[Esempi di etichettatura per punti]
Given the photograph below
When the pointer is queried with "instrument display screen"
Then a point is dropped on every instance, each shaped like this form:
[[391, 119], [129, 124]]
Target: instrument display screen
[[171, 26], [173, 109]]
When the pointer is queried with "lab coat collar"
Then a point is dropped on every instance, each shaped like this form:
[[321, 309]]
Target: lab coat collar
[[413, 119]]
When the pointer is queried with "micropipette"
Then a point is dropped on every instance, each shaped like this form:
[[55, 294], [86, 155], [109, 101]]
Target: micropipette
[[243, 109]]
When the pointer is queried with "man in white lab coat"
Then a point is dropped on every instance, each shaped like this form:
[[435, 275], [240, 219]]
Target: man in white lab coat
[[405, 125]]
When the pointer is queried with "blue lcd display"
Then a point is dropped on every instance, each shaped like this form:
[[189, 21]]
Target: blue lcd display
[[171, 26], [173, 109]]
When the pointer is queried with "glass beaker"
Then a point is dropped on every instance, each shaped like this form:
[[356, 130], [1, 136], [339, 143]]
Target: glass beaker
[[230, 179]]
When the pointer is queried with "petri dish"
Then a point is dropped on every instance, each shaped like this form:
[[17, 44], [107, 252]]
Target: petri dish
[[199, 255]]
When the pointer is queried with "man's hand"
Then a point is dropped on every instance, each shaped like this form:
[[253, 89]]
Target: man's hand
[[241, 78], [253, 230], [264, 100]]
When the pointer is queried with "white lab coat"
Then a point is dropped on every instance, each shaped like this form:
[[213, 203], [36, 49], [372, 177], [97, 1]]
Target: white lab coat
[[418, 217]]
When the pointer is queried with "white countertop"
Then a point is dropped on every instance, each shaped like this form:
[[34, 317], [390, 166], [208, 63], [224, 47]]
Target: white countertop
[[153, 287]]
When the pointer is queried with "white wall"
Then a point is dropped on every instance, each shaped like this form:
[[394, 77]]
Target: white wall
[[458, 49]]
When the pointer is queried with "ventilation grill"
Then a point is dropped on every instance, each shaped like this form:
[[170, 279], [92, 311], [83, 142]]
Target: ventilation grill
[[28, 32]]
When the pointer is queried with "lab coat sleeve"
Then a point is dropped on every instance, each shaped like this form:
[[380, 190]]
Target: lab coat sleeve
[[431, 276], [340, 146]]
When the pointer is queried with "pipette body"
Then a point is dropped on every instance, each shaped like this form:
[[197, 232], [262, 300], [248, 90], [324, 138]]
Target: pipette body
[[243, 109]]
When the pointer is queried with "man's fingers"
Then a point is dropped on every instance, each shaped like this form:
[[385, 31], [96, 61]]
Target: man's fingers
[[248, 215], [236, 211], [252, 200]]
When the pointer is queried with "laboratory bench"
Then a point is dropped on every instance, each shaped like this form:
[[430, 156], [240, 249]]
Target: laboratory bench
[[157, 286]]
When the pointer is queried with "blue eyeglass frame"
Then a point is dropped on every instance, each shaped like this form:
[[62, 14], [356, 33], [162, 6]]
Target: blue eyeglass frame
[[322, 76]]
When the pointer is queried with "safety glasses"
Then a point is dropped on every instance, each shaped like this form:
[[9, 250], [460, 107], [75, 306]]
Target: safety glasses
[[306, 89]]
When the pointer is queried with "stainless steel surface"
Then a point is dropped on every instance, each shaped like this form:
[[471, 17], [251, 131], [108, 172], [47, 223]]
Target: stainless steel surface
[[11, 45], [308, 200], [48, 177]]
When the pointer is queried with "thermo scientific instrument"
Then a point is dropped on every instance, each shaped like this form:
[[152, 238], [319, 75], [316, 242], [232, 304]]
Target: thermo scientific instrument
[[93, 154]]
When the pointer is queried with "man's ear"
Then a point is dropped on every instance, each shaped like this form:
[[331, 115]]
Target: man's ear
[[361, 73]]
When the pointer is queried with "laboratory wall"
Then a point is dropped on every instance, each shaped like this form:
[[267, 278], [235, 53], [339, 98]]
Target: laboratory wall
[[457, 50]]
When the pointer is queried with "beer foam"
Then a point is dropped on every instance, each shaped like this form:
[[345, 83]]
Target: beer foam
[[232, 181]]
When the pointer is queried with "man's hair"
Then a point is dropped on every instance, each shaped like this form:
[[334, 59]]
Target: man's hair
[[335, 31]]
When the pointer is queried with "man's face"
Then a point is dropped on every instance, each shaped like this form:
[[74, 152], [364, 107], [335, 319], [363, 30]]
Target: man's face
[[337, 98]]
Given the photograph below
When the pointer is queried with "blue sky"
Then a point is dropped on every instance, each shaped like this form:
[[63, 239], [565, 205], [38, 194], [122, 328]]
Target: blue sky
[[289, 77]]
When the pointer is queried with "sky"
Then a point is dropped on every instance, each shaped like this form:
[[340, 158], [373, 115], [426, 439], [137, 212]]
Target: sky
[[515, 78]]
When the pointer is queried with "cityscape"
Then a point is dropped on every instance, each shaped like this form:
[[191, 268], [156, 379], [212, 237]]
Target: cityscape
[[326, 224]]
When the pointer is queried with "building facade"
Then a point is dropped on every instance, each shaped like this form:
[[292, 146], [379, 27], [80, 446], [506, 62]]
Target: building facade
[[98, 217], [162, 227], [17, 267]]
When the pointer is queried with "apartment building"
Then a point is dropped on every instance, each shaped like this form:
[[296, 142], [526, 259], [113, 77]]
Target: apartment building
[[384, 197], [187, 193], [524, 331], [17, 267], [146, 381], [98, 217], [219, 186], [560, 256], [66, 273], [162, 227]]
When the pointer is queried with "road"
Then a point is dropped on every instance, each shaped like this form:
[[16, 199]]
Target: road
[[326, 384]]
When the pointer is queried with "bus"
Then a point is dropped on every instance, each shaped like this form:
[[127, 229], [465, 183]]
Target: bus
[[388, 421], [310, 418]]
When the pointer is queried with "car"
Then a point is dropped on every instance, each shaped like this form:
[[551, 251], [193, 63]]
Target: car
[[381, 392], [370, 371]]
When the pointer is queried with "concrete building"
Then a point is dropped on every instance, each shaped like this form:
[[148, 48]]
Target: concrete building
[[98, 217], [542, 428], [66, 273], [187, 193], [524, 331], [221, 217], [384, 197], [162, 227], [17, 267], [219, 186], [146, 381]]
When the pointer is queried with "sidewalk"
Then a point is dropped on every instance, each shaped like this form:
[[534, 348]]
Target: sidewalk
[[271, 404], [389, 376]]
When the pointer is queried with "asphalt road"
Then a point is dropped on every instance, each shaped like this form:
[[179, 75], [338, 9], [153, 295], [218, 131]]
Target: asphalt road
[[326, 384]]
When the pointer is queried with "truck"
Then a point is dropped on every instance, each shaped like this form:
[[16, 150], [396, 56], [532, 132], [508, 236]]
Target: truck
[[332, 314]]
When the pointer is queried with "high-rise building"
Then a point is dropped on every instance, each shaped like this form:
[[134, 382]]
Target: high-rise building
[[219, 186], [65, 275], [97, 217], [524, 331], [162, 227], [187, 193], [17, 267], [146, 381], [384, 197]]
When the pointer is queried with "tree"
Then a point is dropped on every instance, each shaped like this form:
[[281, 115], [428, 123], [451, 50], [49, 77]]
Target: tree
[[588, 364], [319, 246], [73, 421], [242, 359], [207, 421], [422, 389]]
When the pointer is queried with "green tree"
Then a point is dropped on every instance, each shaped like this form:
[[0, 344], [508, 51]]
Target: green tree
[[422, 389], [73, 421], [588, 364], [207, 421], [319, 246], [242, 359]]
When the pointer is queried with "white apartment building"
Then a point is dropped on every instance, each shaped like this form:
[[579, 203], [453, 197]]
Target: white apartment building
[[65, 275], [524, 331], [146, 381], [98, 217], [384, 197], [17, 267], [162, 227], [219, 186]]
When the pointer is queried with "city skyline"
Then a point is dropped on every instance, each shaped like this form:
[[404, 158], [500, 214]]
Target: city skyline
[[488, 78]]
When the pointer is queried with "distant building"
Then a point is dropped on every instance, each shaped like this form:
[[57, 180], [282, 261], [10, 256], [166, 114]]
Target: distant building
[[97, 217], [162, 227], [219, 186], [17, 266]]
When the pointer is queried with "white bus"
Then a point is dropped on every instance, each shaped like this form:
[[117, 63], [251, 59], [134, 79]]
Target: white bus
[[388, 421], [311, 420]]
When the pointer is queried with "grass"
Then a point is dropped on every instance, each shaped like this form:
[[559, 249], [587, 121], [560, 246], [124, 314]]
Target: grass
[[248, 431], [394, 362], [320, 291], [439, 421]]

* **Istruzioni e requisiti**
Riscrivi le righe dei record dall'inizio fino alla riga che contiene "[[413, 119]]", inclusa, sostituendo "lab coat collar" con "white coat collar" e lasciando invariato tutto il resto.

* **Soluzione proposta**
Given the photograph below
When the pointer is queried with "instrument display screen"
Then a point is dropped on every instance, each shaped like this form:
[[391, 119], [129, 124]]
Target: instrument display screen
[[171, 26], [173, 109]]
When the pointer is queried with "white coat collar"
Then a point is dropped on every instance, each shaped like this form:
[[321, 309]]
Target: white coat collar
[[413, 119]]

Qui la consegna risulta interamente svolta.